## Problem description
Where the listing shows an image, skip it and output all other material unchanged.

## Entries supplied
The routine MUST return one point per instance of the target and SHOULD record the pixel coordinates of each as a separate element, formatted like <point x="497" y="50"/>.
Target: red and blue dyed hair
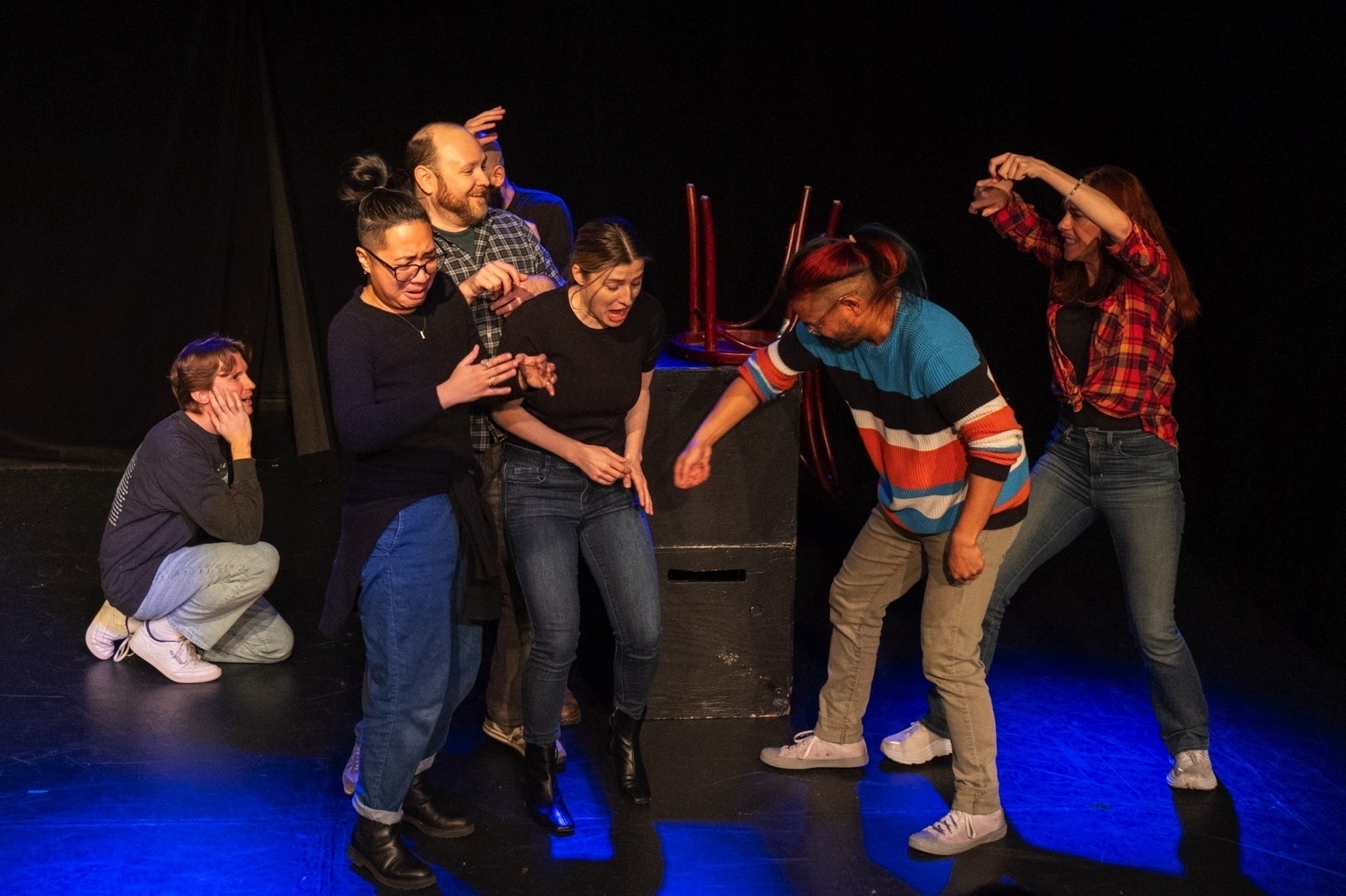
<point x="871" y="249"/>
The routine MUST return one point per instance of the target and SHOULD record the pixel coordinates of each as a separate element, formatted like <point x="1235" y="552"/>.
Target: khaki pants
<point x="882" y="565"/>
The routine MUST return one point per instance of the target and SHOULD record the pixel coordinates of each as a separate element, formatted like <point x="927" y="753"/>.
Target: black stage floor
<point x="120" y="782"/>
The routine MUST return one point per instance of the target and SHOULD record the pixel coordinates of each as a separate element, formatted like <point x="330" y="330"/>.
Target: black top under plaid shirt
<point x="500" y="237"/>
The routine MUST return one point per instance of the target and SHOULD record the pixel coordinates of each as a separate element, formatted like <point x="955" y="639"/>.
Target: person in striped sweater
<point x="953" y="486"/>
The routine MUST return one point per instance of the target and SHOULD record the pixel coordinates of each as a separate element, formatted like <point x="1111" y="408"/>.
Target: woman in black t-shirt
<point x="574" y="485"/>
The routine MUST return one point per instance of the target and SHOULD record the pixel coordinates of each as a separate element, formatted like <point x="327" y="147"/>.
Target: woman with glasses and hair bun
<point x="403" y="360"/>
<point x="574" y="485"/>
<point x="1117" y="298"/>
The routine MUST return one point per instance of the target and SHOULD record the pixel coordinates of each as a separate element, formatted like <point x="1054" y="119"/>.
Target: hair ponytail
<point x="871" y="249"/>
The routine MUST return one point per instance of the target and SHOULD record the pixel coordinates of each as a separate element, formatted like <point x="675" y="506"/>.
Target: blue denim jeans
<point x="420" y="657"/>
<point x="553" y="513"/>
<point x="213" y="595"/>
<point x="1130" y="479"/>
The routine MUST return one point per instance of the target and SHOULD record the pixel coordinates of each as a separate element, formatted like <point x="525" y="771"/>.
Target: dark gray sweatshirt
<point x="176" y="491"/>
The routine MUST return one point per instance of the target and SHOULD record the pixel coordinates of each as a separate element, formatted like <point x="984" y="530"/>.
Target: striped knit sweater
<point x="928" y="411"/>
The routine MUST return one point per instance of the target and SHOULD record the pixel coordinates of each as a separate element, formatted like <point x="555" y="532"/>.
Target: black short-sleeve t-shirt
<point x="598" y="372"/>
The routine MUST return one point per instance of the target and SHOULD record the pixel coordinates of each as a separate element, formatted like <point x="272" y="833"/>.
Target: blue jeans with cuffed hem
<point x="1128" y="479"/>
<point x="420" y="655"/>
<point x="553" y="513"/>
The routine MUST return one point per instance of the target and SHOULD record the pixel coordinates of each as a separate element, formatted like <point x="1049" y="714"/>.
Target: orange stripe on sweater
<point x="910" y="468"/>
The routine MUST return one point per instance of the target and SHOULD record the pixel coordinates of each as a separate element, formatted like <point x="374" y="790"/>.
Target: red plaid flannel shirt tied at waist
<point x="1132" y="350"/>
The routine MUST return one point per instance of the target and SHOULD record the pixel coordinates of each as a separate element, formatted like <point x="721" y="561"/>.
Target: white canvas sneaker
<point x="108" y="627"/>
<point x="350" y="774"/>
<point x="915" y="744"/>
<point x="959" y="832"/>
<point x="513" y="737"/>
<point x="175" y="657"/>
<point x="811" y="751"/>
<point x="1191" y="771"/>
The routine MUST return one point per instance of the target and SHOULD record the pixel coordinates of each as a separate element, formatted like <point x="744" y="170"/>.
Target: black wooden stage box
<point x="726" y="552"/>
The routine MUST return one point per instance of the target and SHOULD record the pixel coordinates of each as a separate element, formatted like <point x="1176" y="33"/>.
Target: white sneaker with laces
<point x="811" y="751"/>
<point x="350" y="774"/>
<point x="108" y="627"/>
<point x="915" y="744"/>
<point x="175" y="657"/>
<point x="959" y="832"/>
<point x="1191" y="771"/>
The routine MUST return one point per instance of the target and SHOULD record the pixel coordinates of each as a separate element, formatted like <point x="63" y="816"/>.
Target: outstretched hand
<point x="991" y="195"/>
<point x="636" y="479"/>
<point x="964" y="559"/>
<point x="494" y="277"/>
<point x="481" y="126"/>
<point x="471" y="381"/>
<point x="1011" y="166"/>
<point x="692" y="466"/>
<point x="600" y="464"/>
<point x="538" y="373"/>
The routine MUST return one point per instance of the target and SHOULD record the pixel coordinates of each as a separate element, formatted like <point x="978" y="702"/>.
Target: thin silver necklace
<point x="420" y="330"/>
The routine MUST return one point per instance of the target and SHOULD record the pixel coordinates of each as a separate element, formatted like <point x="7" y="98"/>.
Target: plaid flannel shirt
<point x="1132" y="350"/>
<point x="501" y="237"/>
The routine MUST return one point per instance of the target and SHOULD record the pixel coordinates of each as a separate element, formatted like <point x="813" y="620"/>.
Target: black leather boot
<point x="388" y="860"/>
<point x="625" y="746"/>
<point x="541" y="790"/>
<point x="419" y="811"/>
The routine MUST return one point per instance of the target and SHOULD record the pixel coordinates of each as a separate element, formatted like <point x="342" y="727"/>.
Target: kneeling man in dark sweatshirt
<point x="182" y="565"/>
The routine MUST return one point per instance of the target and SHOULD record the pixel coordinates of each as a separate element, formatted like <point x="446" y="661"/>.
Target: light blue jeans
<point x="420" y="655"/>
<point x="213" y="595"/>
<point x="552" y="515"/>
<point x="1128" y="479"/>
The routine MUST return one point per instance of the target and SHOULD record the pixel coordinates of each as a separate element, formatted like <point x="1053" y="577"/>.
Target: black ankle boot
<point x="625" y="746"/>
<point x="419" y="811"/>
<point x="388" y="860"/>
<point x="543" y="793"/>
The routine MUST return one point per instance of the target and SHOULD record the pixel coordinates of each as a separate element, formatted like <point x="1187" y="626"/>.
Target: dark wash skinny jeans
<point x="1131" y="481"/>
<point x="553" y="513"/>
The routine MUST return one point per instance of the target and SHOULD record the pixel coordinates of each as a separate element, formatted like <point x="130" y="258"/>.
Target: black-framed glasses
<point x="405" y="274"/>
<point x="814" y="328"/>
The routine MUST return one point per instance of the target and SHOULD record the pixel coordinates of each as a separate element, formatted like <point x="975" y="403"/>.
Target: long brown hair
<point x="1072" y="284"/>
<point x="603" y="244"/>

## Written response
The routine MUST return one point per instance of the target and SHOULD record the pixel coordinates of each as a separate element, formatted like <point x="497" y="50"/>.
Target: red and blue dyed hair
<point x="871" y="249"/>
The routine MUST return one point per instance of the target and SHOULD record the pixel coordinates of each as a separate element, formatted like <point x="1235" y="552"/>.
Target: khaki pants
<point x="882" y="565"/>
The routine MUST return one point per instance of the target and SHOULD record the pixel coordinates of each as a separate element, formatted like <point x="927" y="753"/>.
Target: black stage floor
<point x="120" y="782"/>
The routine MUST return one point per instance of the target and SHOULD record the pixel coordinates of each as a separate element, formatted like <point x="330" y="330"/>.
Target: black top under plaid shirt
<point x="500" y="237"/>
The routine MUST return one point per instance of the target and SHOULD record the pixel coordinates of each as a separate element, formatted like <point x="955" y="639"/>.
Target: person in striped sweater
<point x="953" y="486"/>
The routine MUST return one point per instance of the target and SHOULD record the pixel coordinates of each as a separate element, formatted like <point x="1111" y="408"/>.
Target: woman in black t-shirt
<point x="574" y="485"/>
The routine MUST return one point per instance of the target and SHOULD record the pixel coordinates of each as a separate element, formatted like <point x="327" y="147"/>.
Target: woman with glasses and hair bun
<point x="403" y="360"/>
<point x="574" y="485"/>
<point x="1117" y="298"/>
The routine MUST return one point per instance of the target and SHOULD record the pixel coordinates of each as a separate element, formatted like <point x="1054" y="119"/>.
Target: hair ponytail
<point x="871" y="249"/>
The routine MUST return one point per instance of the target and SHOULD record the pixel coordinates of each as a separate element, formatted like <point x="675" y="506"/>.
Target: blue denim jeans
<point x="420" y="657"/>
<point x="553" y="513"/>
<point x="213" y="595"/>
<point x="1130" y="479"/>
The routine MUST return one point per instance of the target and SHOULD record the pixel coordinates of each as a separate element, formatted like <point x="525" y="771"/>.
Target: dark gray sweatshirt
<point x="176" y="491"/>
The routine MUST return one point per instance of the target and SHOULD record the pixel coordinates of each as a separate element, formatted like <point x="984" y="530"/>.
Target: striped knit sweater
<point x="928" y="411"/>
The routine MUST return one point per instance of the target and SHOULD record the pixel coordinates of each as a separate element, formatted like <point x="555" y="532"/>.
Target: black short-sleeve t-shirt
<point x="598" y="372"/>
The routine MUST return one point per instance of the target and SHOULD record the pixel coordinates of each as a separate element, formatted like <point x="272" y="833"/>.
Target: blue jeans with cuffed hem
<point x="1128" y="479"/>
<point x="420" y="655"/>
<point x="553" y="513"/>
The routine MUST return one point per instance of the target and SHOULD record the pixel coordinates of each as a separate element, formatted like <point x="1049" y="714"/>.
Target: orange stripe on sweater
<point x="910" y="468"/>
The routine MUST return one point per instance of the target and SHOULD record the pixel coordinates of each as a separate element, formatted like <point x="374" y="790"/>.
Target: red plaid flannel shirt tied at waist
<point x="1132" y="350"/>
The routine MUST return one point per instance of the target and SHOULD record the pixel coordinates of each as a separate element, formatted like <point x="721" y="561"/>.
Target: white canvas sneaker
<point x="108" y="627"/>
<point x="350" y="774"/>
<point x="915" y="744"/>
<point x="959" y="832"/>
<point x="513" y="737"/>
<point x="175" y="657"/>
<point x="811" y="751"/>
<point x="1191" y="771"/>
The routine MUST return one point per instance of the target and SHOULD record the pixel coordinates of each as a separate element, formatted like <point x="744" y="170"/>.
Target: black wooden stage box
<point x="726" y="552"/>
The routine MUST return one point per instance of the target and SHOULD record the pixel coordinates of each as a separate element, formatted like <point x="1176" y="33"/>.
Target: white sneaker with laces
<point x="811" y="751"/>
<point x="350" y="774"/>
<point x="108" y="627"/>
<point x="915" y="744"/>
<point x="175" y="657"/>
<point x="959" y="832"/>
<point x="1191" y="771"/>
The routine MUST return one point per instance of the target and SHOULD record the pixel coordinates of each as a separate element, formatted like <point x="63" y="816"/>.
Target: outstretched hand
<point x="991" y="195"/>
<point x="636" y="479"/>
<point x="964" y="559"/>
<point x="494" y="277"/>
<point x="481" y="126"/>
<point x="471" y="381"/>
<point x="1011" y="166"/>
<point x="692" y="466"/>
<point x="600" y="464"/>
<point x="538" y="373"/>
The routine MUST return one point per instance of the target and SHOULD record the pixel coordinates of each as a separate element, formatted like <point x="978" y="702"/>.
Target: thin silver necklace
<point x="420" y="330"/>
The routine MUST return one point per instance of the target and SHOULD record the pixel coordinates of each as a separate element, formatted like <point x="7" y="98"/>.
Target: plaid flannel shirt
<point x="1132" y="350"/>
<point x="501" y="237"/>
The routine MUST return one point per instance of the target and SHOULD record the pixel coordinates of each as a separate element, formatted like <point x="813" y="620"/>.
Target: black leather boot
<point x="388" y="860"/>
<point x="625" y="746"/>
<point x="541" y="790"/>
<point x="419" y="811"/>
The routine MUST return one point per instance of the target and SHOULD record the pixel coordinates of each as a separate element, formatted like <point x="342" y="727"/>.
Target: kneeling man in dark sweatshirt
<point x="182" y="565"/>
The routine MUST return one point per instance of the target and SHOULD record the pixel coordinates of each as a separate element, formatted like <point x="446" y="661"/>.
Target: light blue jeans
<point x="420" y="655"/>
<point x="213" y="595"/>
<point x="552" y="515"/>
<point x="1128" y="479"/>
The routine MUST return one point per instance of the target and SHOULD record the pixel coordinates of each as a separate element, formatted like <point x="1053" y="577"/>.
Target: black ankle boot
<point x="625" y="746"/>
<point x="419" y="811"/>
<point x="388" y="860"/>
<point x="543" y="793"/>
The routine MUST return one point per instance of the target and SHOULD record the pixel coordinates of each as a separate element, formatted like <point x="1187" y="626"/>.
Target: dark wash skinny jeans
<point x="1131" y="481"/>
<point x="553" y="513"/>
The routine MUST return one point per instance of the target and SHOULD record the pixel coordinates of each as a separate element, formatted like <point x="130" y="258"/>.
Target: black-framed glasses
<point x="405" y="274"/>
<point x="814" y="328"/>
The routine MUST return one point per instance of the target and SHOULD record the pixel coordinates of each as a separate element, formatted like <point x="975" y="403"/>.
Target: long brown hair
<point x="1072" y="284"/>
<point x="603" y="244"/>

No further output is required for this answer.